(Rows from an object pointing dataset)
◆ ◆ ◆ ◆ ◆

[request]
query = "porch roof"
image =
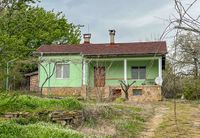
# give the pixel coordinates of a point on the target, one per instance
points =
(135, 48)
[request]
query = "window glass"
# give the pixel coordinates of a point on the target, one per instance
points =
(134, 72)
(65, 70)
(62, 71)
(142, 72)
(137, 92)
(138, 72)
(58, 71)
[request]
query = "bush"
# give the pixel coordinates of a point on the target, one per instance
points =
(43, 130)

◆ ◆ ◆ ◆ ◆

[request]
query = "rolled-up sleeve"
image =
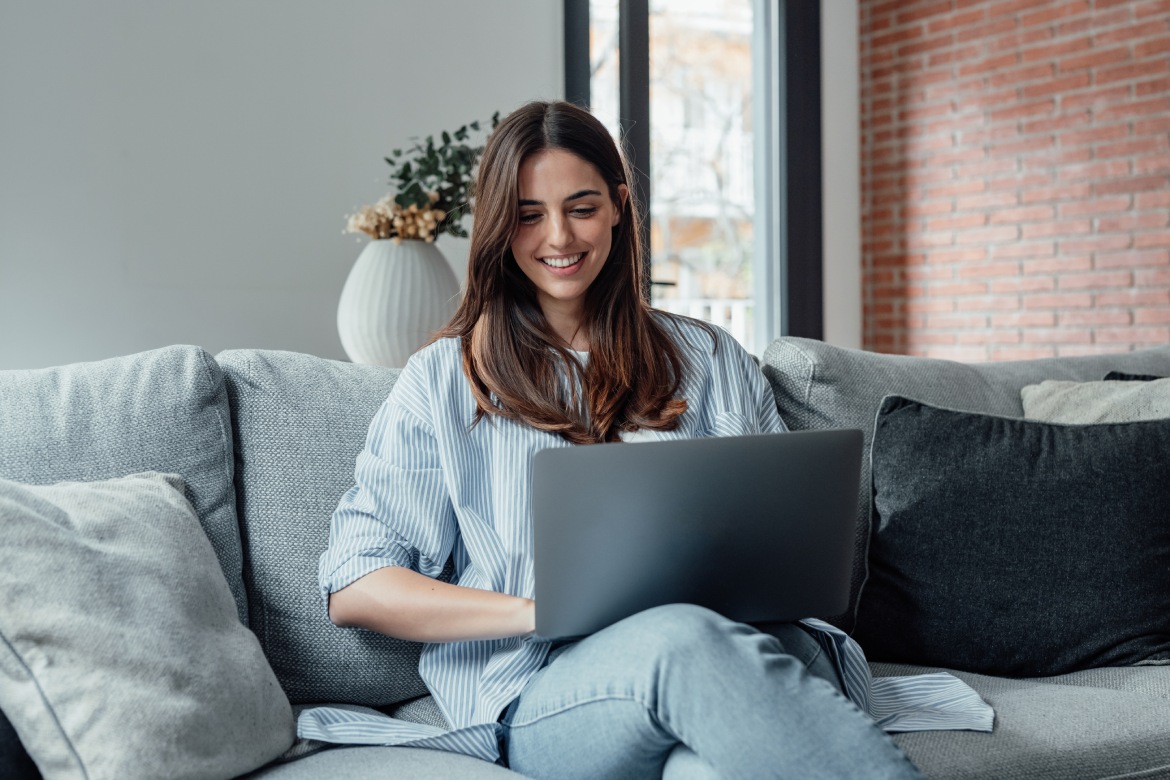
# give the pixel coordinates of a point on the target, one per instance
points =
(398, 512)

◆ ◆ ◆ ◆ ◆

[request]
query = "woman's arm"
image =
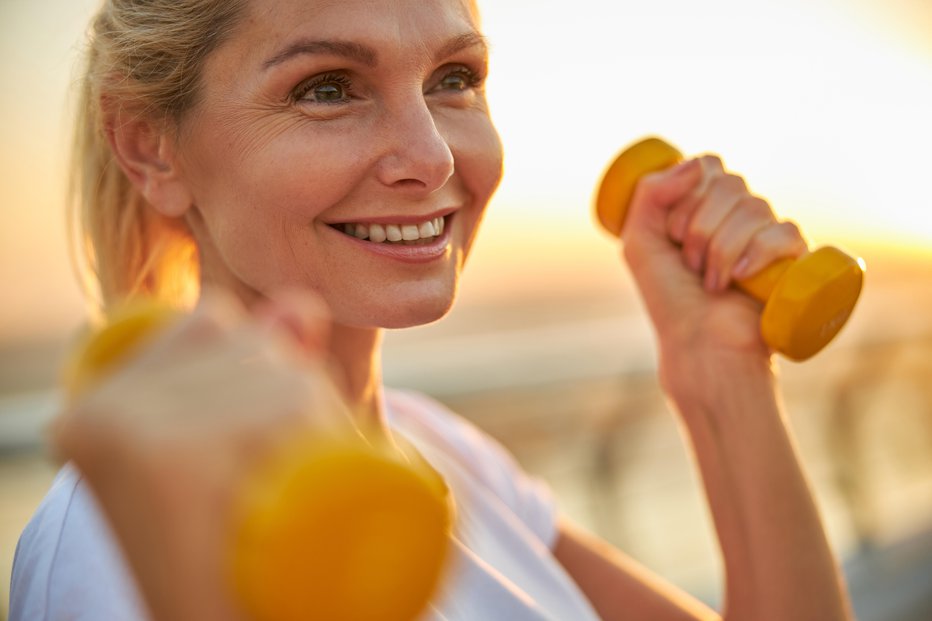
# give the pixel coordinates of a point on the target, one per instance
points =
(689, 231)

◆ ◆ ◆ ◆ ◆

** GIVEN PROBLEM **
Tally the lines above that contain the string "query", counting only case-sensitive matches, and give the number alone.

** THE REPLY **
5